## [Excerpts from point annotation data]
[start]

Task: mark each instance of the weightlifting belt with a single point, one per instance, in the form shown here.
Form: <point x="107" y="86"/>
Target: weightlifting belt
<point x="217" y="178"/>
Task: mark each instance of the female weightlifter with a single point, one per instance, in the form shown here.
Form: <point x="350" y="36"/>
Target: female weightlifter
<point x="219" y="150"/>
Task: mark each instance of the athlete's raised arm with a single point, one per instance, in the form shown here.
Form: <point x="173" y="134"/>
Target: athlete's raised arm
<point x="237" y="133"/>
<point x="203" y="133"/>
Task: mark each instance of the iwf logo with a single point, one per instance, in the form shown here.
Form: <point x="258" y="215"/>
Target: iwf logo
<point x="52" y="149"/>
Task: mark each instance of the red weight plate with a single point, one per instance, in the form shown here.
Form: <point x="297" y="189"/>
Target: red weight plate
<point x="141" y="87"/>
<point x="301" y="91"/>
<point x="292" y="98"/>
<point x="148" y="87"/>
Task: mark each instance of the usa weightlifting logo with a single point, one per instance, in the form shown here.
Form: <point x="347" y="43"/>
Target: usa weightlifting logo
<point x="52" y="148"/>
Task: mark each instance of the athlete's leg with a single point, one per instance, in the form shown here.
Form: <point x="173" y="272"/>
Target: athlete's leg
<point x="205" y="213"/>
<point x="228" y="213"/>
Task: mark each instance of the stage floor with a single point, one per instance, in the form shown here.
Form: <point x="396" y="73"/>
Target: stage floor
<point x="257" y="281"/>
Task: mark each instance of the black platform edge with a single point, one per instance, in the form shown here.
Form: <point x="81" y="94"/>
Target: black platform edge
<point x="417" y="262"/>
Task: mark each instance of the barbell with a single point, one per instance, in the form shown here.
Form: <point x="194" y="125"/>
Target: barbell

[end]

## [AIM OF THE TASK]
Reproduce all of the data above, substituting "red bumper plate" for every occurrence of "red weight plate" and leaving everything else unchanged.

## [TASK RESULT]
Task: mark each instance of the weightlifting belt with a single point, one per instance, in the form shown here.
Form: <point x="107" y="86"/>
Target: weightlifting belt
<point x="217" y="178"/>
Task: mark each instance of the female weightlifter with a single point, one per instance, in the form shown here.
Form: <point x="350" y="36"/>
Target: female weightlifter
<point x="219" y="150"/>
Task: mark each instance of the athlete's raised arm with a single point, one per instance, in the form shown here.
Form: <point x="173" y="134"/>
Target: athlete's raised arm
<point x="237" y="133"/>
<point x="203" y="133"/>
Task: mark each instance of the iwf logo with a single point, one per instance, in the form shown here.
Form: <point x="258" y="215"/>
Target: iwf logo
<point x="52" y="149"/>
Task: mark each instance of the red bumper plate with a single point, one per instance, in the form shown here.
Form: <point x="297" y="189"/>
Target: red bumper plate
<point x="141" y="87"/>
<point x="301" y="91"/>
<point x="292" y="98"/>
<point x="148" y="87"/>
Task: mark each instance of the usa weightlifting logo with a single point, one per instance, in the form shown here.
Form: <point x="347" y="43"/>
Target: usa weightlifting logo
<point x="52" y="148"/>
Task: mark each instance of the athlete's leg with a single point, one per instance, in the form shown here.
Form: <point x="173" y="272"/>
Target: athlete's leg
<point x="205" y="213"/>
<point x="228" y="213"/>
Task: mark each instance of the stage floor with a single point, one per instance, in the form shown here.
Form: <point x="396" y="73"/>
Target: stage floor
<point x="257" y="281"/>
Task: mark each instance of the black platform edge with a single point, one per instance, in the form shown here.
Form: <point x="81" y="94"/>
Target: black platform edge
<point x="417" y="262"/>
Task: mark each instance of the barbell with a single point, one per instance, in the form shown here.
Form: <point x="194" y="125"/>
Target: barbell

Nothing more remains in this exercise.